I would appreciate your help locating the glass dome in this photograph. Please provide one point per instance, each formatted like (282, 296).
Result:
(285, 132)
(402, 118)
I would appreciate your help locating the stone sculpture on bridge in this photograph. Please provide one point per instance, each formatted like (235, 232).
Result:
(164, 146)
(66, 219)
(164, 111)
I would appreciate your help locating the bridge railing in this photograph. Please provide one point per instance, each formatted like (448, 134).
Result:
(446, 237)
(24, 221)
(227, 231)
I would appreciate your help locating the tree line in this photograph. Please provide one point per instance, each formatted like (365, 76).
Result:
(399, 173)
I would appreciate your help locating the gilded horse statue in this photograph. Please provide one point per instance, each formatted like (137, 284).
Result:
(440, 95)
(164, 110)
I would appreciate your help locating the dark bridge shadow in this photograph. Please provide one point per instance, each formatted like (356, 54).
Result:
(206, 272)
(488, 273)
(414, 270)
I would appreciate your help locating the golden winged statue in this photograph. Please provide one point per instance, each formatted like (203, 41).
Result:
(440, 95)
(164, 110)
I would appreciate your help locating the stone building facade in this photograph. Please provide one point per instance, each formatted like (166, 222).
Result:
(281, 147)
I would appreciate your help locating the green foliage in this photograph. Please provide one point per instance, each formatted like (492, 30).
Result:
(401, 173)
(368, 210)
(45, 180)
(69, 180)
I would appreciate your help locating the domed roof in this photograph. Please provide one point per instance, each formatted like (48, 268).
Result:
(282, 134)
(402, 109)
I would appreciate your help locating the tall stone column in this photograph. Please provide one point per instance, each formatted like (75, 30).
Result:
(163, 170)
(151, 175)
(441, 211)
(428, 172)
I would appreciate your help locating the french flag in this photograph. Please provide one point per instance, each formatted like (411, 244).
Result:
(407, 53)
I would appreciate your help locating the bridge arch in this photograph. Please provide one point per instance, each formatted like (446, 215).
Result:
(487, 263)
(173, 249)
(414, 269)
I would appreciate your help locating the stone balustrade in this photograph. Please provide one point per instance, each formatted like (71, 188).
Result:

====================

Retype every entry above, word for word.

I would appreciate your help locating the glass dome in this photograph. Please provide one point per instance, each formatted like (282, 296).
Result:
(285, 132)
(402, 118)
I would appreciate your help locating the stone sculpture on bridge in this photograph. Please provide one point per instance, each formatted like (235, 232).
Result:
(164, 146)
(66, 219)
(164, 111)
I would appreciate your help locating the bridge railing in this photograph. Please provide one point per instance, each formatted like (448, 134).
Result:
(446, 237)
(24, 221)
(227, 231)
I would appreciate your help locating the tree line in this photograph. Please provide one point per instance, each formatted like (365, 76).
Result:
(399, 173)
I would appreciate your help locating the gilded horse statue in this photograph. Please provide one point per instance, each formatted like (137, 284).
Result:
(440, 95)
(164, 110)
I would appreciate your help locating the dark bridge shadow in this photograph. Please provide one point per instance, each formatted like (356, 54).
Result:
(206, 272)
(488, 273)
(414, 270)
I would appreciate your help locating the golden winged statue in this photograph. Please provide one point per instance, each formatted like (203, 41).
Result:
(440, 95)
(164, 110)
I would appreciate your help locating the stone building facade in this photograph. Please provide one point per instance, each formatted like (166, 222).
Result:
(281, 147)
I would appreciate your help locating the green foliage in this photograph. Please provide one point per instance, each formatted like (492, 30).
Result:
(401, 173)
(368, 210)
(45, 180)
(69, 180)
I would appreciate your help locating the domed roof in this photograph. Please provide one point per instance, each formatted like (48, 268).
Result:
(282, 134)
(402, 109)
I would appreciate your help locating the tall stone column in this photograph. Please provide one point per instance, each formatted like (75, 30).
Result:
(163, 170)
(151, 175)
(441, 211)
(428, 172)
I would appreciate your help locating the french flag in this photograph. Please provide one point per instance, each formatted like (411, 244).
Result:
(407, 53)
I would appreciate your help locating the bridge arch in this photograph. Please provide one point per instance, each formatted like (446, 215).
Result:
(487, 263)
(173, 249)
(414, 269)
I would appreciate your help locating the stone balustrade in this photograph. Please provide one point per instance, each formatted like (71, 188).
Result:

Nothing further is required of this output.